- [STATED PROBLEM]: Go to the line that contains "point: glass door" and extract it along with every line after it, exactly, through the end of the data below.
## BEGIN
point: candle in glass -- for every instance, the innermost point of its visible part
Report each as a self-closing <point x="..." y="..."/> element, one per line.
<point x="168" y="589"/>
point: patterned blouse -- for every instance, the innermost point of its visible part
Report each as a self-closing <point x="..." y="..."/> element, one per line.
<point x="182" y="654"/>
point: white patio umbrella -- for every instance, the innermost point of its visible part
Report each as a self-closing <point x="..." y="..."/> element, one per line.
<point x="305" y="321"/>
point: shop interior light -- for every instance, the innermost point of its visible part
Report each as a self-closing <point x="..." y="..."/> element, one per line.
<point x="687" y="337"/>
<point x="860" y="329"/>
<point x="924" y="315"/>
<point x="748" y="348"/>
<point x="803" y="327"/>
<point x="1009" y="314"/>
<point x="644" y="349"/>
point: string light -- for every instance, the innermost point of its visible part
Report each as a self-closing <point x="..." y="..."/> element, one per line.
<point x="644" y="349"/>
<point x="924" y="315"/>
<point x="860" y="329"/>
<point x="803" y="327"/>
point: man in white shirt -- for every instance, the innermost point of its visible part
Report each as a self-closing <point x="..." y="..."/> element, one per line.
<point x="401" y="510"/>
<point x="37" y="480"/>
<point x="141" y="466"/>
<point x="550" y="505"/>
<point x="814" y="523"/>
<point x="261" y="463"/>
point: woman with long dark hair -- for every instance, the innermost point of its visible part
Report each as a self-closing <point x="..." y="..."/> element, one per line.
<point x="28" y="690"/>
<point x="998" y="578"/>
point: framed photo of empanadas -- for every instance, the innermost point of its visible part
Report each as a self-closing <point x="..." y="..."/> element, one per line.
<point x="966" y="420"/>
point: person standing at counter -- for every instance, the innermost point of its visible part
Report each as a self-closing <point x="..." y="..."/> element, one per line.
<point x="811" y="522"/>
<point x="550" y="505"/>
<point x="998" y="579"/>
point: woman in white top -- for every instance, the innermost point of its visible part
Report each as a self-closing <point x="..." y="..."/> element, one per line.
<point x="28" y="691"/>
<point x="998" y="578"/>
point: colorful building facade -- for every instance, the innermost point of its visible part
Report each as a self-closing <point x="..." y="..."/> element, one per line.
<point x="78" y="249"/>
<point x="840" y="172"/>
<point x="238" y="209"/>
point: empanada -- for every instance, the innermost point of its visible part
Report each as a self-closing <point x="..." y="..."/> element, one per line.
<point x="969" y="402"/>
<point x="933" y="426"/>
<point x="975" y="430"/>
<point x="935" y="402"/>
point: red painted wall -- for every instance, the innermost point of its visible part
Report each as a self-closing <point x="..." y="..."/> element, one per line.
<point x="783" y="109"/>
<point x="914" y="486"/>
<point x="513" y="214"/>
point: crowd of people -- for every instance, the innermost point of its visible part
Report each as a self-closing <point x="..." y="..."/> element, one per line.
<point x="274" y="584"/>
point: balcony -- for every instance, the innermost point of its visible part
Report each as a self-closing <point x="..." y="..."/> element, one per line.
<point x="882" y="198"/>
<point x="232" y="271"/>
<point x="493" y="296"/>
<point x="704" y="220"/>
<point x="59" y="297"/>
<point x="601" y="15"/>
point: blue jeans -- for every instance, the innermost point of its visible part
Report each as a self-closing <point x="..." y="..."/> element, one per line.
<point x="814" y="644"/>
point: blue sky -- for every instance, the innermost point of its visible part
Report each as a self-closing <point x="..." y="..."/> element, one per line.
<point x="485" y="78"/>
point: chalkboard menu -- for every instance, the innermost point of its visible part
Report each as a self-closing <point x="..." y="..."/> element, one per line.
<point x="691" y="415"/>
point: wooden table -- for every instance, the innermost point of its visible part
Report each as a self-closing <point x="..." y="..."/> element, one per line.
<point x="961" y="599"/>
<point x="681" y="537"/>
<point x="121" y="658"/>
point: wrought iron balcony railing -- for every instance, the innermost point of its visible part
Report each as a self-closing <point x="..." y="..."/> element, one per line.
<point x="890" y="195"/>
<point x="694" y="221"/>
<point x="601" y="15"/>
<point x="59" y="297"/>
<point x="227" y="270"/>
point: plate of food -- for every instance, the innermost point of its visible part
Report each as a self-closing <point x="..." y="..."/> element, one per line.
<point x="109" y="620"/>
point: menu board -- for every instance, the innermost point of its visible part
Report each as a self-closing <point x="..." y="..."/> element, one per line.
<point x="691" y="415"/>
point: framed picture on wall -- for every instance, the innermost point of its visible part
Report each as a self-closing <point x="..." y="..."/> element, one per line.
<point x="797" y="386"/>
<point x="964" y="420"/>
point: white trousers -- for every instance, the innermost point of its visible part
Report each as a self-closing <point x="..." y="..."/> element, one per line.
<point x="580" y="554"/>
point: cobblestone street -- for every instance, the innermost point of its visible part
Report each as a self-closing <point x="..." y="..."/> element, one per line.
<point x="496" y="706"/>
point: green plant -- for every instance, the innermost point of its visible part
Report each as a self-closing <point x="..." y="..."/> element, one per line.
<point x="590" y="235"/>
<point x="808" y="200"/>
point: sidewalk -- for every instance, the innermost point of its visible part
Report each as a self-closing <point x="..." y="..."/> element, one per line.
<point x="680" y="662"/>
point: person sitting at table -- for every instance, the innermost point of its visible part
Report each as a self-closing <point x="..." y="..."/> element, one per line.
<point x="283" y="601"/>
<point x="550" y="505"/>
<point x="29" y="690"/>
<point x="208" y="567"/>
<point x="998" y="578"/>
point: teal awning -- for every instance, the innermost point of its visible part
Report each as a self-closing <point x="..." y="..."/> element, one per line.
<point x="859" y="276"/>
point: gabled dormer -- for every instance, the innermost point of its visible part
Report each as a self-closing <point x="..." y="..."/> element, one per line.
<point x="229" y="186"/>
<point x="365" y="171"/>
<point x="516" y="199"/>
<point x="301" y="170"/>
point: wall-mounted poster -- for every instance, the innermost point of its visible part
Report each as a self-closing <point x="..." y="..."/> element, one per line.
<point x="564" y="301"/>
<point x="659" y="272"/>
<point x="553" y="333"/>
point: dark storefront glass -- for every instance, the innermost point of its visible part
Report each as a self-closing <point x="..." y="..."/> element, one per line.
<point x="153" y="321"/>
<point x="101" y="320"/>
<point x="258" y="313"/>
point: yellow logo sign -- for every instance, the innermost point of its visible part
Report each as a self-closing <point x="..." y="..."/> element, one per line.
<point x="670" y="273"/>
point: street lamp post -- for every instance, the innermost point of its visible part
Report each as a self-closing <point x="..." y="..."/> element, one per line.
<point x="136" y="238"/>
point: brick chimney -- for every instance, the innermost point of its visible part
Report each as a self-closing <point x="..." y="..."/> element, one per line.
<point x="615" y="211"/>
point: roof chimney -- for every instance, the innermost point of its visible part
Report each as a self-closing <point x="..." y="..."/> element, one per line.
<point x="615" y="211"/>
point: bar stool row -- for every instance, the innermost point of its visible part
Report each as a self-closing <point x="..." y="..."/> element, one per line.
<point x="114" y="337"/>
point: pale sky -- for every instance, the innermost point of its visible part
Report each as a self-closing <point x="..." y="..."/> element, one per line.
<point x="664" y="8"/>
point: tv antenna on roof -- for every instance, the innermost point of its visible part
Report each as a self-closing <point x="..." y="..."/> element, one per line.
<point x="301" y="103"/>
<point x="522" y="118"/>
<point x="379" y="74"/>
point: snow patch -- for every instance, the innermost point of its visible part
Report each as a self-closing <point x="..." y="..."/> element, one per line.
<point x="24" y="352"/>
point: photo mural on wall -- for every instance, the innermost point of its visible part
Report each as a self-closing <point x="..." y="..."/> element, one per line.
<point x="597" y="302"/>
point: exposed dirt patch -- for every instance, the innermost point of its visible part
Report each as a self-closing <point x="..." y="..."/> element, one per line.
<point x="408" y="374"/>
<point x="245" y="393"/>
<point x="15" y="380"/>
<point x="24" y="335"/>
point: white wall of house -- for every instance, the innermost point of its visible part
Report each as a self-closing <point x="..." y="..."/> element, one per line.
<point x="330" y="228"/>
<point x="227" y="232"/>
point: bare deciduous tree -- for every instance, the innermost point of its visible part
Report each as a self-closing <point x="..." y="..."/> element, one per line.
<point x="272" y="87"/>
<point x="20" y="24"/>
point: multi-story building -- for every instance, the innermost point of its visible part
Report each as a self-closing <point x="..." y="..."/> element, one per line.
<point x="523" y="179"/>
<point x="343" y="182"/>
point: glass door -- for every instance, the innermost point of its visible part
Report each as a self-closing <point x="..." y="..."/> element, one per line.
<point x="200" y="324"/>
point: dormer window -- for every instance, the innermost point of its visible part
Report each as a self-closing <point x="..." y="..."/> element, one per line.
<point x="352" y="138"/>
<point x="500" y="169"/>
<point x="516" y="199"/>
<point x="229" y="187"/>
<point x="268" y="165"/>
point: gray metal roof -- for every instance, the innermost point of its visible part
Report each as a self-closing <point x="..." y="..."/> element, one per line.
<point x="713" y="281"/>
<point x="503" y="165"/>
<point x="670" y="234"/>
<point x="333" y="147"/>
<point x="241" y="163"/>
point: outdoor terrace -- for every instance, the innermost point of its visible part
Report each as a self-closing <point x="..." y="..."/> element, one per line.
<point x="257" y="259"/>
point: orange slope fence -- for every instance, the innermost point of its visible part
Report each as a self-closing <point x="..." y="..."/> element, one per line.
## END
- [RESULT BELOW]:
point: glass door -- for every instance, the innermost point of its visible part
Report each as a self-closing <point x="..." y="..."/> element, one per line.
<point x="200" y="324"/>
point: dormer window -- for every instance, the innermost point of its visible part
Report each as a self-closing <point x="..." y="..."/> element, one per line.
<point x="352" y="138"/>
<point x="500" y="169"/>
<point x="516" y="199"/>
<point x="229" y="187"/>
<point x="268" y="165"/>
point: gray metal roof -- for every instance, the innermost point of its visible part
Report each as a self-closing <point x="..." y="..."/> element, one per line.
<point x="713" y="281"/>
<point x="503" y="165"/>
<point x="670" y="234"/>
<point x="333" y="147"/>
<point x="241" y="163"/>
point: outdoor terrace -- for every instance, the innermost point of its visible part
Report each as a self-closing <point x="..." y="..."/> element, one per line.
<point x="257" y="259"/>
point: orange slope fence -- for every instance, the innermost point of its visible part
Report each as a self-closing <point x="..." y="..."/> element, one per line.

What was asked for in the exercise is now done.